----- Data entries -----

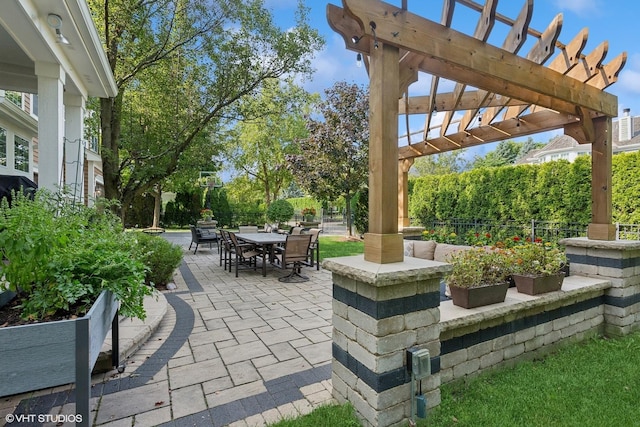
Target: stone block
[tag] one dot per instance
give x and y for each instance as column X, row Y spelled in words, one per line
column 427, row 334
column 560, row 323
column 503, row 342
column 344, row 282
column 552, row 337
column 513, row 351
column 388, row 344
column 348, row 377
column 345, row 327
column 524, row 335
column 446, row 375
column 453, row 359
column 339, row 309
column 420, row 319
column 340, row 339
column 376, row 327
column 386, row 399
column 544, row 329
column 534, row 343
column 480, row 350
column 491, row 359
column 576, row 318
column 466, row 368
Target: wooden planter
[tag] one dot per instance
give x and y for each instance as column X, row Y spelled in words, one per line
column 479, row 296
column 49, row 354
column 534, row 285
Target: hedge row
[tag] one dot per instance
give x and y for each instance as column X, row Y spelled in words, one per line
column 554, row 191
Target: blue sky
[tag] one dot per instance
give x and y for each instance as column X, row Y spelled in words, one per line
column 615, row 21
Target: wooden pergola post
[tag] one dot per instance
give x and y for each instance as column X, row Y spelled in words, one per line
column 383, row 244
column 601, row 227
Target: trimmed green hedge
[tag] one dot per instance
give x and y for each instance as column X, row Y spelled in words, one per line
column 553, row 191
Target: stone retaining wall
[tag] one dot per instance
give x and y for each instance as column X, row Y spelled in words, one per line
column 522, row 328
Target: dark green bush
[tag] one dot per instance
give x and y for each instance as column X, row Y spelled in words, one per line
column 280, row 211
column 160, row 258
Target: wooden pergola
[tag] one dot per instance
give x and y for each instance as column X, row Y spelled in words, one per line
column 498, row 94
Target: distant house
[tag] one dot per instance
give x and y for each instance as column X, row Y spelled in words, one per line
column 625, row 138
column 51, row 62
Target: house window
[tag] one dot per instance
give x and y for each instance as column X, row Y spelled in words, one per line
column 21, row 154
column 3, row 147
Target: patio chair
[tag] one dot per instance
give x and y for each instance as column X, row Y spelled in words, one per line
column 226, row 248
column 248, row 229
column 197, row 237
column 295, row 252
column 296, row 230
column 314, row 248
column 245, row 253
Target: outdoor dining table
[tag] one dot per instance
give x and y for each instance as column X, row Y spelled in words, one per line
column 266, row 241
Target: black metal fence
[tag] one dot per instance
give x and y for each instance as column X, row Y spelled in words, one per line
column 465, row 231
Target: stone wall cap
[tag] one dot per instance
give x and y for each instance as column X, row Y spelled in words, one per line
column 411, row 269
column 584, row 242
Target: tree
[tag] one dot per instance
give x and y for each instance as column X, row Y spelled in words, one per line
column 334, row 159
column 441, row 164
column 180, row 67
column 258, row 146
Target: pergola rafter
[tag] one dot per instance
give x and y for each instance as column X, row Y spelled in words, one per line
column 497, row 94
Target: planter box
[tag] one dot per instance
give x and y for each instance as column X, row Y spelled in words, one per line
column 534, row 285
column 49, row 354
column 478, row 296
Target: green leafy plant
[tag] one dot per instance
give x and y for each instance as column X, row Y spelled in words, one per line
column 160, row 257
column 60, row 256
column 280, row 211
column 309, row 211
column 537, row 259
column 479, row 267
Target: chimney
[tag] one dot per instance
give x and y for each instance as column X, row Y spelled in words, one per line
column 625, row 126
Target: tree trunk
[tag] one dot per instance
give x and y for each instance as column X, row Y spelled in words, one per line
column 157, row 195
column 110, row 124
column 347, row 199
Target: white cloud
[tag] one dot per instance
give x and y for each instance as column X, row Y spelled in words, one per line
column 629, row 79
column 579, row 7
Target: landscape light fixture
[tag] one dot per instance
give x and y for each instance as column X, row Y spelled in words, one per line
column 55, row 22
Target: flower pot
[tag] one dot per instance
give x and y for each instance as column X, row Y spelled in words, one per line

-----

Exercise aim: Convert the lines of the data above, starting at the line containing "Target: tree trunk" and ending at the line containing "column 579, row 7", into a Markdown table with a Row column for the row number and an Entry column for the line itself. Leave out any blank lines.

The result:
| Row | Entry |
|---|---|
| 1 | Target: tree trunk |
| 2 | [tag] one dot per instance |
| 3 | give x and y for each instance as column X, row Y spelled in words, one per line |
| 4 | column 157, row 195 |
| 5 | column 110, row 124 |
| 6 | column 347, row 199 |
| 7 | Target: white cloud |
| 8 | [tag] one dot per instance |
| 9 | give x and y for each instance as column X, row Y spelled in words, one per line |
| 10 | column 629, row 79 |
| 11 | column 579, row 7 |